- **Exercise brief**
Put the records below into a JSON list of strings with one string per line, skipping blank lines. Leave the pictures out.

--- BEGIN Available records ---

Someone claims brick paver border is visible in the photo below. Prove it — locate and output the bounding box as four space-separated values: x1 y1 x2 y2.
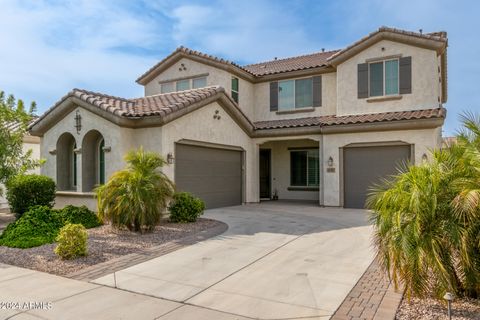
331 258 403 320
65 221 228 281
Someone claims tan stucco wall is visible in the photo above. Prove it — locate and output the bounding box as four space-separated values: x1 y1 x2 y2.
323 128 441 206
145 58 254 119
254 72 337 121
161 102 258 202
337 40 440 115
260 137 319 201
40 108 136 198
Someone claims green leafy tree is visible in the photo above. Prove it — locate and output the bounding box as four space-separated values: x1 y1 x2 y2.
367 116 480 298
95 148 174 232
0 91 41 195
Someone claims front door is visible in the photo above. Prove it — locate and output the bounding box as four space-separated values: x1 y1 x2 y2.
260 149 271 199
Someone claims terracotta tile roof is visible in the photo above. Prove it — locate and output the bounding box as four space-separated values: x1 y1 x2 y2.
68 86 225 118
243 50 339 77
254 108 447 130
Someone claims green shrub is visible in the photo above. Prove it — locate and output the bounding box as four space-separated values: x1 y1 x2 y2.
55 223 88 260
0 206 63 248
7 174 56 219
169 192 205 222
367 113 480 299
58 205 102 229
95 148 174 232
0 206 101 248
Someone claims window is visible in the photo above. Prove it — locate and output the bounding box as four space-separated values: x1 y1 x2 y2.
72 142 77 187
278 78 313 111
290 149 320 187
192 77 207 89
176 79 190 91
369 59 399 97
98 139 105 184
232 77 238 103
160 82 175 93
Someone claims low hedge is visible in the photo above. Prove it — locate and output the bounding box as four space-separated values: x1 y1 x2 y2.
6 174 56 219
54 223 88 260
169 192 205 222
0 206 100 248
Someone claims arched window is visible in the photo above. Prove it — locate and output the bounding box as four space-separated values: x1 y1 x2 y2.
82 130 105 192
56 132 77 191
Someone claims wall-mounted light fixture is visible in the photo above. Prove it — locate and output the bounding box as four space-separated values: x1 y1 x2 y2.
327 157 333 167
167 152 175 164
74 110 82 134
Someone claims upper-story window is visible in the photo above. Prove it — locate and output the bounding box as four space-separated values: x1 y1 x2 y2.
369 59 399 97
278 78 313 111
357 56 412 102
160 77 207 93
232 77 238 103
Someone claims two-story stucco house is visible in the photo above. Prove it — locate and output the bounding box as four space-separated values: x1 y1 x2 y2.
31 27 447 208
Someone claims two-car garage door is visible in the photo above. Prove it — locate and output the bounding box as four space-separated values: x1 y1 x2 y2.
343 145 411 208
175 144 243 209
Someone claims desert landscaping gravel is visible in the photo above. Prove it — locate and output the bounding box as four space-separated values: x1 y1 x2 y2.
0 218 221 275
396 298 480 320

--- END Available records ---

- **Exercise answer**
[
  "Someone claims brick paver border is visible in the photo below. Prove it — locate and output the bounding box as four space-separated values: x1 y1 x2 y2.",
  "331 258 403 320",
  "65 221 228 281",
  "Someone claims tan stucco wall is visible in the photo above. Prove it — locate and output the bounding box as four space-separated values: x1 y1 x2 y2.",
  "323 128 441 206",
  "145 58 254 119",
  "254 72 337 121",
  "161 102 258 202",
  "337 40 440 115",
  "260 137 319 201",
  "40 108 136 198",
  "Someone claims green leafy tree is visible in the photo above. Prove it — locate and output the bounding box as four space-separated values: x1 y1 x2 y2.",
  "367 116 480 298",
  "95 148 174 232",
  "0 91 41 195",
  "Someone claims front door is visible in the photo above. Prove it — locate and output the bounding box as four space-separated values: x1 y1 x2 y2.",
  "260 149 271 199",
  "Someone claims terracotta tile roof is visible in the photo above. Prove it — locate and output the bounding box as four space-separated values: x1 y1 x2 y2.",
  "68 86 225 118",
  "243 50 339 77",
  "254 108 447 130",
  "Someone claims green shrub is visible in the photo above. Prove it — locate and output the bounding box as four space-separated values: x1 y1 x2 y2.",
  "55 223 88 260",
  "0 206 63 248",
  "7 174 56 219",
  "169 192 205 222",
  "367 113 480 299",
  "58 205 102 229",
  "95 148 174 232",
  "0 206 101 248",
  "Someone claims window is visible in the photo above. Prove it — locate and output the bounding box as four space-separated values: x1 y1 x2 y2.",
  "72 142 77 187",
  "278 78 313 111",
  "290 149 320 187",
  "192 77 207 89",
  "176 79 190 91",
  "369 59 399 97",
  "98 139 105 184",
  "232 77 238 103",
  "160 82 175 93",
  "Someone claims low hedge is visible in the photo above. Prove it — locate and output the bounding box as four space-separated values: x1 y1 x2 y2.",
  "6 174 56 219",
  "54 223 88 260",
  "169 192 205 222",
  "0 206 100 248",
  "Someone claims arched window is visible in the photo above. Prove it — locate and output the bounding box as four space-separated values: x1 y1 x2 y2.",
  "82 130 105 192",
  "56 132 77 191",
  "Someone claims wall-mounted light fixture is visible in the photo above. Prove it — locate and output the bounding box as four space-separated values: x1 y1 x2 y2.",
  "327 157 333 167",
  "167 152 175 164",
  "74 110 82 134",
  "Someone claims upper-story window is visible in the photo above. Prove it — locate and output the bounding box as four space-separated values: x1 y1 x2 y2.",
  "369 59 399 97",
  "278 78 313 111",
  "357 56 412 102",
  "160 77 207 93",
  "232 77 238 103",
  "Someone claims two-story stucco house is visible in the photo above. Prove it — locate and output the bounding box as four space-separated values: x1 y1 x2 y2.",
  "31 27 447 208",
  "Someone claims two-car garage door is visible in the photo above. Prove it — locate and output the bounding box as four space-separated values: x1 y1 x2 y2.",
  "343 145 411 208",
  "175 144 243 209",
  "Someone claims desert landscaping gravel is visible in the photo above. Prove it — locate and output the bounding box as four space-separated values: x1 y1 x2 y2.",
  "0 218 221 275",
  "396 298 480 320"
]